[[ Dataset extract open ]]

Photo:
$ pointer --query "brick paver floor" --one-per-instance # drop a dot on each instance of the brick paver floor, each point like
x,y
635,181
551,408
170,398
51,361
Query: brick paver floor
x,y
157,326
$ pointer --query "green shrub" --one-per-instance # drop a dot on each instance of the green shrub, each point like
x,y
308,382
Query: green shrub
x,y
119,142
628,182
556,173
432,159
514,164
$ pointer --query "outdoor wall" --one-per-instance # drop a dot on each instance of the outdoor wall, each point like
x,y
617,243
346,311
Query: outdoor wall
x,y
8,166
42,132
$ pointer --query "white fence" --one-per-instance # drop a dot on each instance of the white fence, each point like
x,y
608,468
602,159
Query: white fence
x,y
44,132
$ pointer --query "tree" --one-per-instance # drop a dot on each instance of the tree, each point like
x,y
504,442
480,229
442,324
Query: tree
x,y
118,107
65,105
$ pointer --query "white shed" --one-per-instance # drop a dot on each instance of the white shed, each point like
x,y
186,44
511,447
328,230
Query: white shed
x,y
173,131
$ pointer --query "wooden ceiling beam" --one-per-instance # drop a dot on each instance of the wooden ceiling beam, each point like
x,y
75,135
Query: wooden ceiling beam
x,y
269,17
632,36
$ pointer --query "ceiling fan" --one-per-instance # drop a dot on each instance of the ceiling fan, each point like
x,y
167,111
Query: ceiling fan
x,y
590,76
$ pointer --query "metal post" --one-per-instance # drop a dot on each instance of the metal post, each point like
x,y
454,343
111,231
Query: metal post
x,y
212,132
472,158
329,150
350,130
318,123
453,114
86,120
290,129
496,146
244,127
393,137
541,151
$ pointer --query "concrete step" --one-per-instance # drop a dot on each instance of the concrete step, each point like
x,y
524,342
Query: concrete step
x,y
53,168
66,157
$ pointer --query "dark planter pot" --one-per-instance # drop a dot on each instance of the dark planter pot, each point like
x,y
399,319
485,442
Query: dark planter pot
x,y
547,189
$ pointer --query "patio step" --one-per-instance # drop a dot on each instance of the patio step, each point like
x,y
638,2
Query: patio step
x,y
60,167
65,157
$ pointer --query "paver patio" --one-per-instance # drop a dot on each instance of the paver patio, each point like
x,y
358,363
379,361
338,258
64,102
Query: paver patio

[[ Dataset extract closed ]]

All records are to be written out exactly.

◆ Solution ◆
Photo:
$ pointer --query "brick paver floor" --one-per-instance # drop a dot on each instance of the brick paver floor, each point like
x,y
635,181
551,408
170,398
51,361
Query: brick paver floor
x,y
157,326
$ pointer --query "green shrub" --one-per-instance # drop a dot on each instance of the green shrub, each point like
x,y
308,382
Query: green shrub
x,y
119,142
628,182
556,173
432,159
514,164
$ pointer --query "outdoor wall" --one-per-instance # drop a dot on each instance of the outdoor wall, each point like
x,y
617,243
346,311
Query: outdoor wall
x,y
8,166
42,132
$ pointer --query "white fence" --one-per-instance # drop a dot on each instance of the white fence, each point like
x,y
608,468
602,159
Query: white fence
x,y
44,132
$ pointer --query "tree" --one-per-instance # drop a dot on each instance of the tree, each point like
x,y
504,442
480,229
442,324
Query: tree
x,y
118,107
65,105
$ pointer --query "white shed" --one-per-instance # drop a dot on each instance of the white shed, each point like
x,y
186,44
511,447
328,230
Query: white shed
x,y
173,131
$ pointer --query "wooden ceiling beam" --one-per-instance # drop a dot on each instance of the wooden ceiling beam, each point like
x,y
75,135
Query: wooden ceiling beam
x,y
269,17
632,36
$ pointer --query "ceiling fan" --one-per-instance # drop a dot on each instance of the ceiling fan, each point like
x,y
167,111
Query: ceiling fan
x,y
590,76
$ pointer --query "metal post" --one-per-instance # drop a dot on each instance of the metal post, each point like
x,y
454,343
111,231
Query: metal post
x,y
212,132
472,158
329,150
350,130
318,123
453,114
86,120
290,129
496,146
244,127
393,137
541,151
$ pointer --query "concrete step" --one-per-instance # drop a dot on each instance of the concrete step, each point like
x,y
524,342
Query: concrete step
x,y
53,168
66,157
$ pointer --query "dark planter pot" --one-per-instance # drop a dot on each instance of the dark planter pot, each point like
x,y
399,319
485,442
Query: dark planter pot
x,y
547,189
$ pointer --query "patio step" --one-per-instance # drop a dot on each instance of the patio step, each point like
x,y
638,2
Query: patio step
x,y
60,167
65,157
$ pointer --query "paver patio" --one-per-instance # drop a dot on each instance of the paver patio, each point like
x,y
358,363
379,361
338,258
64,102
Query: paver patio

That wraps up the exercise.